**Passage to read:**
::::

On a gloomy afternoon in March, undergraduate students sat silently in a room in the southeast wing of the John Jay College of Criminal Justice, mesmerized by their guest speaker. As Juan Echevarria unfolded his story, the students began to ask questions:
“What has been the hardest thing?”
“Not talking to my daughter”
“Did you ever think it was unfair?”
“I thought it was fair all the time. I thought I was lucky.”
“What kept you going?”
Juan Echevarria, 38, is a case manager at Exodus Transitional Community Inc., an organization that helps former inmates re-enter society. He knows well their struggle: For the past 16 years, before he was released in May 2012, he had been incarcerated in maximum- and medium-security prisons throughout New York state—Sing Sing, Clinton, Eastern, Arthur Kill, and Otisville Correctional Facility.
When he was first sent to prison, back in 1999, “I was young, I didn’t really have a plan,” Echevarria told his audience. “But I was a student at LaGuardia college before incarceration, trying to get into that path where I am now. Just…I didn’t have the right direction back then.”

::::

(Items in a dataset)

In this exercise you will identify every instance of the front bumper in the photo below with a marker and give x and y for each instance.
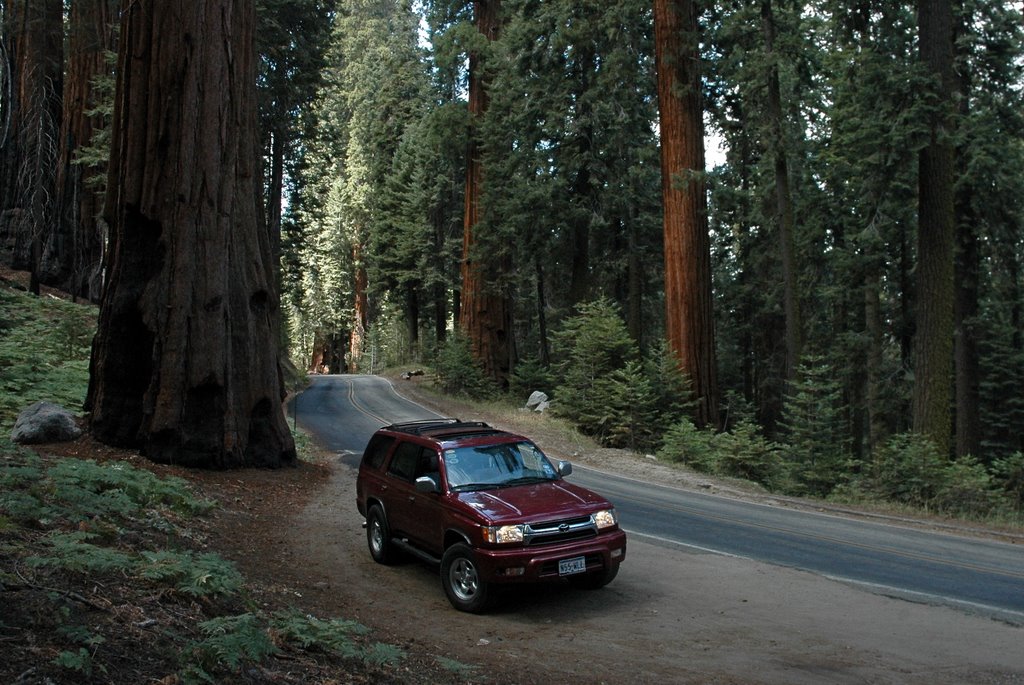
(530, 564)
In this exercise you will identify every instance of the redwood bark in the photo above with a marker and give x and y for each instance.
(91, 35)
(35, 43)
(783, 202)
(484, 309)
(185, 362)
(689, 322)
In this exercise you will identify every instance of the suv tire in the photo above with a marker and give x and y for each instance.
(379, 537)
(462, 582)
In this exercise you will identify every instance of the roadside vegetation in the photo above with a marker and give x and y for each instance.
(104, 571)
(602, 386)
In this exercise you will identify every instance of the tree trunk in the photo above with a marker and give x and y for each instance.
(185, 362)
(689, 320)
(875, 331)
(783, 201)
(31, 152)
(483, 307)
(936, 237)
(360, 305)
(92, 34)
(966, 349)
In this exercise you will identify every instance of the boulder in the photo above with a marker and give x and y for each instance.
(538, 401)
(45, 422)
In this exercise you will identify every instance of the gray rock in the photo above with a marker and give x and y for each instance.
(45, 422)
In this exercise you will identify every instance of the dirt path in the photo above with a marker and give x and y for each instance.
(674, 616)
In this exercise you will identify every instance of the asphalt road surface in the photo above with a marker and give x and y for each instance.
(977, 575)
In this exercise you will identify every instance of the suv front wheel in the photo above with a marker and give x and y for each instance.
(462, 582)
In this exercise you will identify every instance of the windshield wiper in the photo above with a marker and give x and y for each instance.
(474, 486)
(525, 480)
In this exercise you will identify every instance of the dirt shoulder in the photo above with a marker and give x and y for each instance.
(672, 615)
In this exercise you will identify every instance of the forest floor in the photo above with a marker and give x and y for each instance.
(672, 616)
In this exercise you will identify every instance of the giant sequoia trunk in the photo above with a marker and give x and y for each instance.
(936, 237)
(185, 359)
(689, 322)
(91, 35)
(783, 201)
(34, 32)
(484, 308)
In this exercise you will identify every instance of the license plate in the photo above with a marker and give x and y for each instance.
(570, 566)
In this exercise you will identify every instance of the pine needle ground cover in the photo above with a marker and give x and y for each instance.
(110, 568)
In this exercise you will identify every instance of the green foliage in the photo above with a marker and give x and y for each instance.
(686, 443)
(72, 551)
(741, 453)
(459, 669)
(814, 428)
(44, 351)
(77, 490)
(380, 653)
(202, 575)
(744, 453)
(1010, 475)
(227, 643)
(595, 349)
(332, 635)
(459, 373)
(79, 661)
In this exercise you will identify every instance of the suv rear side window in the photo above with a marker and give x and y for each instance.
(407, 458)
(377, 451)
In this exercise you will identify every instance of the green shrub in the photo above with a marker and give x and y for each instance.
(202, 575)
(743, 453)
(908, 469)
(814, 428)
(686, 443)
(529, 375)
(594, 372)
(44, 351)
(459, 373)
(228, 643)
(965, 488)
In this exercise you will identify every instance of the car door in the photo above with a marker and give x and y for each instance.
(412, 514)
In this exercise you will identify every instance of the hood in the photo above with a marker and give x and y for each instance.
(540, 502)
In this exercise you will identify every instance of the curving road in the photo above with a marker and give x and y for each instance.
(980, 576)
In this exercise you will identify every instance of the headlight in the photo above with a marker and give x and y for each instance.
(500, 534)
(605, 518)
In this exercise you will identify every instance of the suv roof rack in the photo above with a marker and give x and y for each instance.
(441, 425)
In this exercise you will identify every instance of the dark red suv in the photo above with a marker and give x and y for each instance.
(485, 505)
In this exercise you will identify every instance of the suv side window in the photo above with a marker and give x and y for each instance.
(377, 451)
(407, 457)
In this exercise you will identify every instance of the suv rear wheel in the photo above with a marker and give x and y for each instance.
(596, 580)
(462, 582)
(379, 537)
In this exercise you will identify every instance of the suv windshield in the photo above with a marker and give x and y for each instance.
(497, 466)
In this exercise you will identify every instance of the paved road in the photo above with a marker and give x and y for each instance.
(977, 575)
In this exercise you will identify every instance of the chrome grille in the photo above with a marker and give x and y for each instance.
(550, 532)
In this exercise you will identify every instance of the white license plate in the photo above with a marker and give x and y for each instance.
(570, 566)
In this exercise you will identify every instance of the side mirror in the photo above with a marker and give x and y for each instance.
(427, 484)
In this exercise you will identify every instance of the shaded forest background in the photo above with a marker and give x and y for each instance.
(480, 187)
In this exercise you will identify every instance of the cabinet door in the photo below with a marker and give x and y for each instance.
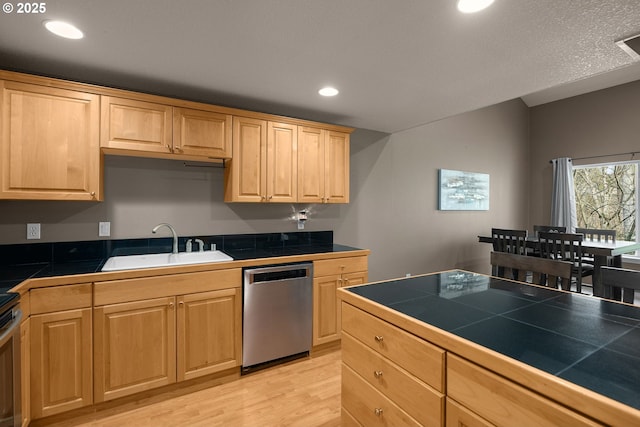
(50, 143)
(201, 133)
(25, 370)
(135, 125)
(61, 365)
(134, 347)
(336, 186)
(282, 163)
(209, 332)
(311, 169)
(246, 174)
(326, 316)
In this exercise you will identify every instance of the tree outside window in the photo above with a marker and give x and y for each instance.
(606, 197)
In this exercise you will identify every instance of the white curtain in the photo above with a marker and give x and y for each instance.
(563, 197)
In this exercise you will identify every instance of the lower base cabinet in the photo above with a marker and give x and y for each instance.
(61, 362)
(134, 347)
(153, 342)
(328, 276)
(209, 327)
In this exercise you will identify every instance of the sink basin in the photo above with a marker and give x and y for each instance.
(130, 262)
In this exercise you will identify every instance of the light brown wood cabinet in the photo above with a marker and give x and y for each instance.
(134, 347)
(500, 401)
(25, 370)
(323, 160)
(264, 167)
(60, 329)
(393, 363)
(130, 126)
(147, 336)
(50, 143)
(328, 276)
(209, 332)
(61, 362)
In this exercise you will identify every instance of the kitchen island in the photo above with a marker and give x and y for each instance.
(460, 348)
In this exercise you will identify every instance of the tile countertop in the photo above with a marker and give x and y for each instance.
(12, 275)
(588, 341)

::::

**Tasks to complete:**
(1) In the passage about Juan Echevarria, what organization employs him as a case manager?
(2) Print the passage about Juan Echevarria from "On a gloomy" up to and including "Otisville Correctional Facility.".
(3) Write what comes next in the passage about Juan Echevarria, continuing after its last sentence.

**Answers provided:**
(1) Exodus Transitional Community Inc.

(2)
On a gloomy afternoon in March, undergraduate students sat silently in a room in the southeast wing of the John Jay College of Criminal Justice, mesmerized by their guest speaker. As Juan Echevarria unfolded his story, the students began to ask questions:
“What has been the hardest thing?”
“Not talking to my daughter”
“Did you ever think it was unfair?”
“I thought it was fair all the time. I thought I was lucky.”
“What kept you going?”
Juan Echevarria, 38, is a case manager at Exodus Transitional Community Inc., an organization that helps former inmates re-enter society. He knows well their struggle: For the past 16 years, before he was released in May 2012, he had been incarcerated in maximum- and medium-security prisons throughout New York state—Sing Sing, Clinton, Eastern, Arthur Kill, and Otisville Correctional Facility.

(3)
Education marked a turning point in his life “on the inside.” During his last year at Otisville, Echevarria took courses in English, anthropology, and psychology, with weekly readings and assignments. The program, sponsored by John Jay, was called “Prison-To-College Pipeline.” It aimed to help inmates earn credits towards their college degree and facilitate their employment and reentry into society. “The initiative tests a model for the vital role that public universities might play in using higher education to promote successful prisoner reentry and, by extension, generate safer and more robust communities,” as the college website puts it.
College courses in prison are not a new thing. About a dozen prisons in New York state offer classes, mostly sponsored by private funds. Early in February, Governor Andrew Cuomo proposed legislation to finance college courses with public money, expanding the program to 10 more facilities, a move that would restore public money for this purpose that had been cut by former governor George Pataki back in 1995. Cuomo argued that the “recidivism rate is so much lower when you provide education in prison for an inmate”—a statement backed by a study conducted by THE RAND Corporation.
But Cuomo’s proposal generated harsh opposition: many criticized what they saw as the unfairness of offering free education to inmates while on the outside, so many families struggle to pay for college for their children. Ultimately the proposal was dismissed. But college courses continue in some prisons thanks to private money.
Echevarria is certainly grateful. When he first entered the prison, his days were slow and empty: a lot of talking, smoking, watching TV, lying down. “You wish time could just speed up,” he said. “But eventually work and studies overcome that feeling. You are not really concentrating on ‘How can I get out of here,’ but on ‘How can I do this much better.’”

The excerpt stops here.